____ ページ抜粋

有楽町の純喫茶『ローヤル』。支配人が振り返る「半世紀以上も営業を続けられたワケ」

コロナ禍で苦しい経営を強いられていても「復活させるまでは負けられない」と語る野山氏
コロナの影響受けるも「復活させるまでは負けられない」
だが、そんな『喫茶ローヤル』も長引くコロナ禍で再び苦しい経営を強いられている。
「自粛期間は2か月間休業しましたし、再開後もお客さんの数は戻っていませんが、コロナなんかで店を閉店させたら亡くなった先代に申し訳ない。なんとか復活させるまでは負けられないですよね」
と、野山氏は自らを鼓舞する。そんな野山氏が先代の教えを守り、店がどんな状況でも欠かさず行っているのが、清掃の徹底だ。毎朝の店内清掃はもちろん、時間がある日は壁やインテリアの掃除、そして床のワックスがけやイスのクリーニングも自分たちで定期的に行っているという。
「特に布張りのイスは長年使っていると汚れやシミが目立つので、洗剤クリーニングをして乾燥させたイスと入れ替えながら使っています。これがなかなか大変な作業でね(笑)。男性従業員ばかりを雇っているのは、こうした重労働もある仕事だからなんです」
いつ訪れても店内のレトロな雰囲気を開業時のまま満喫できるのは、日々の小まめな清掃があってこそ。また、『ローヤル』はつい最近まで喫煙可能店として愛煙家たちのくつろぎの場になっていたため、なおさらキレイな店内環境には気を配ってきたという。

店内には喫煙室を設けている
昔ながらの喫茶店の良さを守る
だが、折からの受動喫煙問題や法改正により、長年続けてきた営業スタイルは変えなければならなくなった。
「交通会館内には共同の喫煙所があるので、店内は禁煙にする飲食店も増えましたが、ウチには『コーヒーを飲みながら一服するのが至福のひと時』と話すお客さんもたくさんいますし、それが昔ながらの喫茶店の良さでもあると思うんです。そこで、最初は店内の中央に自動ドアを設置して、完全分煙にしようかとも計画しましたが、ビル内の排気の問題など色々あって、できなくなりました」
結局、健康増進法の改正や東京都の受動喫煙防止条例の施行により、屋内は「原則禁煙」の方向に。紙巻きたばこの店内喫煙を続けるためには専用喫煙室を設置する以外に選択肢はなくなった。しかし、喫煙スペースの確保も「一筋縄ではいかなかった」と野山氏は振り返る。

________
____ 抽出データ

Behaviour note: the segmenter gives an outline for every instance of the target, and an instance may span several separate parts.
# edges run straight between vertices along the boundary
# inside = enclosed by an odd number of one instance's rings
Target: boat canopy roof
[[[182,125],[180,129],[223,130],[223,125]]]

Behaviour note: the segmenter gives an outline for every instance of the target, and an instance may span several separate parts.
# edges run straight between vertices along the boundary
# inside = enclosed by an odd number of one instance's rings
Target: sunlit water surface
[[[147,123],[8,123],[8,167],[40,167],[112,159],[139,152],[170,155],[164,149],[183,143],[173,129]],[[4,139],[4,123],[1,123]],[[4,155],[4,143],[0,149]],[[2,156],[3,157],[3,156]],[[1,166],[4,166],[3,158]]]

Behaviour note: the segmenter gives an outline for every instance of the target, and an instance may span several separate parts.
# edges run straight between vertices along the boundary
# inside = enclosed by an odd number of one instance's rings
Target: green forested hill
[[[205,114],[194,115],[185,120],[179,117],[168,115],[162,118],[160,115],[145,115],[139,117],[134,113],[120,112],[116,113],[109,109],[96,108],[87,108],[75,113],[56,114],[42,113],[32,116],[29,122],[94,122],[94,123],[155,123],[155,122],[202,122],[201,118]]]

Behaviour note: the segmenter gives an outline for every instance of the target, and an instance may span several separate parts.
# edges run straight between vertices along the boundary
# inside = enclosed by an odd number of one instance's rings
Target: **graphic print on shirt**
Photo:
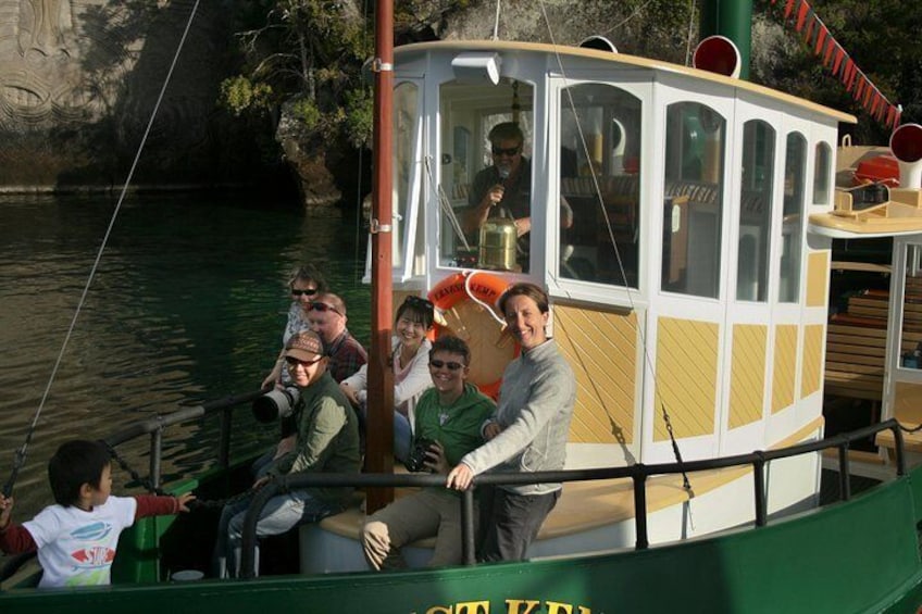
[[[74,576],[68,585],[98,584],[97,576],[112,565],[115,542],[111,539],[112,525],[95,522],[71,531],[70,538],[80,548],[70,552]]]

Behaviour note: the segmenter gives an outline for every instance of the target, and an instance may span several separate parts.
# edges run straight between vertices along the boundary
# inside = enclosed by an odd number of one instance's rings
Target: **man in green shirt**
[[[433,343],[434,387],[416,404],[413,429],[414,440],[434,441],[424,463],[427,471],[448,475],[464,454],[484,442],[481,428],[496,405],[466,381],[470,361],[471,350],[457,337],[439,337]],[[362,527],[362,548],[372,568],[401,568],[407,564],[400,548],[432,536],[437,537],[429,567],[461,563],[459,496],[444,487],[425,488],[376,512]]]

________

■ 作業指示 ■
**a.** 喫茶ローヤルの記事から、「だが、そんな『喫茶ローヤル』も長引くコロナ禍で再び苦しい経営を強いられている。」で始まり「で定期的に行っているという。」で終わる部分を、両端の語句も含めてそのまま書き写してください。
**b.** 喫茶ローヤルの記事をもとに、次の問いに答えてください。
(i) 自粛期間中、店は何か月間休業したか。
(ii) 布張りのイスの汚れやシミには、どう対処しているか。
(iii) 完全分煙にするため、最初は店内の中央に何を設置しようと計画したか。

■ 解答例 ■
**a.**
だが、そんな『喫茶ローヤル』も長引くコロナ禍で再び苦しい経営を強いられている。
「自粛期間は2か月間休業しましたし、再開後もお客さんの数は戻っていませんが、コロナなんかで店を閉店させたら亡くなった先代に申し訳ない。なんとか復活させるまでは負けられないですよね」
と、野山氏は自らを鼓舞する。そんな野山氏が先代の教えを守り、店がどんな状況でも欠かさず行っているのが、清掃の徹底だ。毎朝の店内清掃はもちろん、時間がある日は壁やインテリアの掃除、そして床のワックスがけやイスのクリーニングも自分たちで定期的に行っているという。

**b.**
(i) 2か月間
(ii) 洗剤でクリーニングして乾燥させたイスと入れ替えながら使っている。
(iii) 自動ドア